-- START OF Document passage --

Re: Questions on packaging with forked dependency
Am 24.11.24 um 12:46 schrieb Eric Long:
Hi all on debian-rust,
I'm trying to package one of my Rust project (non-crates.io) for
practice, which contains several forked dependency on GitHub that I
made some downstream changes. But as I went on vendoring these
[source."git+https://..."] dependencies, I realized they contain other
dependencies that are available in Debian, but it's an outdated
version that seems hard to bump to the newest due to other packages
depending on this older version (even in crates.io).
I can't partially replacing [source.crates-io] in .cargo/config.toml
with my own vendored directory, so I'm thinking about a hybrid of what
Rust and GNOME teams are currently doing, but I wonder which way is
the best:
1) vendor the forked dependencies only in d/missing-sources (or other
name), and bump the Debian version of all outdated crates.io
dependencies (possibly with heavy patching on build rdepends) to match
them. This way we only need to add `[source."git+https://..."]
replace_with = "..."` in config.toml.
2) vendor the forked dependencies as well as its newer dependencies in
d/missing-sources, leaving others available in Debian as
Build-Depends, and patch the vendored crates and make their
dependencies point to { path = "../<name>" } otherwise. I wonder if I
can use d/patches to patch debian/, though.
3) similar to 2), but instead put vendored crates in another orig
tarball (.orig-vendored-deps.tar.gz), and patch them similarly in
d/patches.
4) do what GNOME teams are currently doing -- vendor every dependency
in d/missing-sources.
Personally I favor 3), but I'm curious to see if anyone has other
opinions or better ideas.

-- END OF Document passage --

§ **List of tasks**:
1. According to the mailing list post, what are GNOME teams currently doing?
2. Write out the mailing list post from "2) vendor the" to "or better ideas.".

-- START OF Supplied material --

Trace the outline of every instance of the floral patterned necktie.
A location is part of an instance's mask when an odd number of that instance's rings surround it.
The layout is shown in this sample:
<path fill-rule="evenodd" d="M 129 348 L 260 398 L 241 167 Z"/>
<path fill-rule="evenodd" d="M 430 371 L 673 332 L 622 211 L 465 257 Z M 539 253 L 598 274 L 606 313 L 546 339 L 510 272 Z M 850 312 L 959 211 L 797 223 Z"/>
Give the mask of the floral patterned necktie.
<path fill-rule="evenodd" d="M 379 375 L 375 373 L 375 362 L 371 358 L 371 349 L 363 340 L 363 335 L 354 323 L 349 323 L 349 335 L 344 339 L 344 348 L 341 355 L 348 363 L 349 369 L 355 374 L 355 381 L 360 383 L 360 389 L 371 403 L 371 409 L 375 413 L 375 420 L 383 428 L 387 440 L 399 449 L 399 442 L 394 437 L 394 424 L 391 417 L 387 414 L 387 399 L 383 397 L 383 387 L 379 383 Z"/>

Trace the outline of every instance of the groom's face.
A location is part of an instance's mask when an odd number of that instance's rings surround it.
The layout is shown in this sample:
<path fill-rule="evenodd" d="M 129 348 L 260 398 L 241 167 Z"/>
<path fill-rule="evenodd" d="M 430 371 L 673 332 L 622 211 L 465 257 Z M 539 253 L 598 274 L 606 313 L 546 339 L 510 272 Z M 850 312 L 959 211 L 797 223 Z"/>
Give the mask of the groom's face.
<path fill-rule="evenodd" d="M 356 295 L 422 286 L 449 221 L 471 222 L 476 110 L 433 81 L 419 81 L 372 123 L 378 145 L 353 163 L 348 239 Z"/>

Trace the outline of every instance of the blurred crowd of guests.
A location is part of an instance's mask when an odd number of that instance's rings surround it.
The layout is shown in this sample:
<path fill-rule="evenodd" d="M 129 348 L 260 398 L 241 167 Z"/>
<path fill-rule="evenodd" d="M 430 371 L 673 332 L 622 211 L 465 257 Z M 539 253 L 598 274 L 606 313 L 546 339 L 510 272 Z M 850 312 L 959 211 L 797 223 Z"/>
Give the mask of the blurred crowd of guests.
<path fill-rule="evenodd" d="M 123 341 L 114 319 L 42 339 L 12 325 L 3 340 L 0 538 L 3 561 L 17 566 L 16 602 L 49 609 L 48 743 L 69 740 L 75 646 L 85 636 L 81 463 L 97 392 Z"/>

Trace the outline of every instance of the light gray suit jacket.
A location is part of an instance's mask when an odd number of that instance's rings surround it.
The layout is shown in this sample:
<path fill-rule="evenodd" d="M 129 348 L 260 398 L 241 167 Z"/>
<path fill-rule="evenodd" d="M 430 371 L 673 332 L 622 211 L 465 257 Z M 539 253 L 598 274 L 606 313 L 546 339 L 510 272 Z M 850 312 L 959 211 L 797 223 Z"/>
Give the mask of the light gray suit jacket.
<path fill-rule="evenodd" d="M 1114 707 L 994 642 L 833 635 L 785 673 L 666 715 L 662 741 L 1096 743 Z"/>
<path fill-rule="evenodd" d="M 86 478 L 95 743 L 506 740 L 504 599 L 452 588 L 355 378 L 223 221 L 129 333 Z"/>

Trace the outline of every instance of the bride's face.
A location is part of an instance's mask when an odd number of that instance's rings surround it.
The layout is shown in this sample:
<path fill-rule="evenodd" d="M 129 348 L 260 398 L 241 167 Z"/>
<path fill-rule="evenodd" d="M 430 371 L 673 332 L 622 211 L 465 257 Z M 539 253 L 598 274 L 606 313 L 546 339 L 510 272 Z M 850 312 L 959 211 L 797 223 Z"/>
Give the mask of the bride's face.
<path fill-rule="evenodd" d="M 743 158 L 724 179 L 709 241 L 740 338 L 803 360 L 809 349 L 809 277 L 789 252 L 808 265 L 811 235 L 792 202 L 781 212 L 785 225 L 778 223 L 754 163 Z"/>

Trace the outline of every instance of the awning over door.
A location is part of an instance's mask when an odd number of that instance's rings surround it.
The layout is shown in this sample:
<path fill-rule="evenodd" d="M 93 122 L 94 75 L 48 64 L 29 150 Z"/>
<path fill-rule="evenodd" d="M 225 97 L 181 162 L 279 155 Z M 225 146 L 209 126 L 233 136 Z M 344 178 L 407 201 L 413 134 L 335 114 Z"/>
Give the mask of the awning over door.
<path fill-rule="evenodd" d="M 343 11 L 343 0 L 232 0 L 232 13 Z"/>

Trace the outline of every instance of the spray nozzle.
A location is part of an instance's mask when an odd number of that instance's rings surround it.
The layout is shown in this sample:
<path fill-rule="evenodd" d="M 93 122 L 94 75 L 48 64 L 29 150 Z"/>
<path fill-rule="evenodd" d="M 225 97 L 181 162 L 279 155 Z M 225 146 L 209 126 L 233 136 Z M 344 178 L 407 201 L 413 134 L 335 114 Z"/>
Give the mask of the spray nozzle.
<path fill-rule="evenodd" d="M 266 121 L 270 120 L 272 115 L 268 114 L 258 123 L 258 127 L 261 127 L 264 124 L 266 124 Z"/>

-- END OF Supplied material --

§ **Response list**:
1. Vendoring every dependency in d/missing-sources.

2.
2) vendor the forked dependencies as well as its newer dependencies in
d/missing-sources, leaving others available in Debian as
Build-Depends, and patch the vendored crates and make their
dependencies point to { path = "../<name>" } otherwise. I wonder if I
can use d/patches to patch debian/, though.
3) similar to 2), but instead put vendored crates in another orig
tarball (.orig-vendored-deps.tar.gz), and patch them similarly in
d/patches.
4) do what GNOME teams are currently doing -- vendor every dependency
in d/missing-sources.
Personally I favor 3), but I'm curious to see if anyone has other
opinions or better ideas.